Health checks
Health checks are used to mark (crashed) containers as unhealthy, so that they can be restarted by the container orchestration (Kubernetes, Docker engine…).
The health check tooling in maykin-common covers the HTTP health checks for the Django app and the Celery components, like the worker and beat.
Added in version 0.13.0: Added tooling for Django health checks.
Added in version 0.14.0: Added support for Celery Beat.
There is also reference documentation available.
Quickstart (tl;dr)
Install the extra dependencies:
uv pip install maykin-common[health-checks]
Update your settings accordingly:
from maykin_common.health_checks import default_health_check_apps
INSTALLED_APPS = [
...,
*default_health_check_apps,
"maykin_common.health_checks.celery", # optional, add if you use Celery
...
]
and your root urls.py:
urlpatterns = [
...,
path("", include("maykin_common.health_checks.urls")),
...,
]
and in your celery.py entrypoint:
from maykin_common.health_checks.celery.probes import EventLoopProbe
app = Celery("my-proj")
app.steps["worker"].add(EventLoopProbe)
See the Command line details for how to test the health.
Celery
If you use Celery in your project, there are health check tools for the Celery components too.

**What to work on**
1. Using the health checks text, decide whether each statement agrees with it: (a) support for Celery Beat arrived in version 0.13.0; (b) adding the Celery health check app to INSTALLED_APPS is optional; (c) the health checks restart crashed containers themselves. Answer yes or no for each and quote the words that decide it.
2. Copy word for word the part of the health checks text that begins at the words "The health check" and stops after the words "reference documentation available.".

**Information shown**
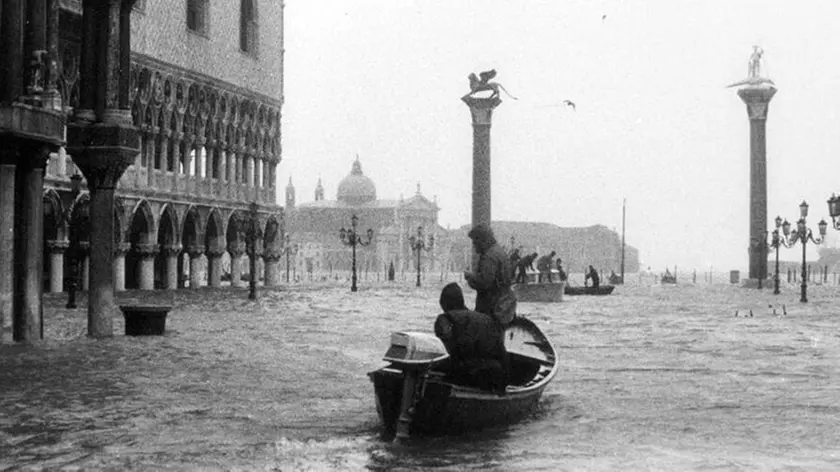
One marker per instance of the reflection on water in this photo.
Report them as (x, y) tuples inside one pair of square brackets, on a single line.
[(652, 378)]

**Responses to the tasks**
1.
(a) No: "Added in version 0.14.0: Added support for Celery Beat."
(b) Yes: "optional, add if you use Celery"
(c) No: "so that they can be restarted by the container orchestration (Kubernetes, Docker engine…)"

2.
The health check tooling in maykin-common covers the HTTP health checks for the Django app and the Celery components, like the worker and beat.
Added in version 0.13.0: Added tooling for Django health checks.
Added in version 0.14.0: Added support for Celery Beat.
There is also reference documentation available.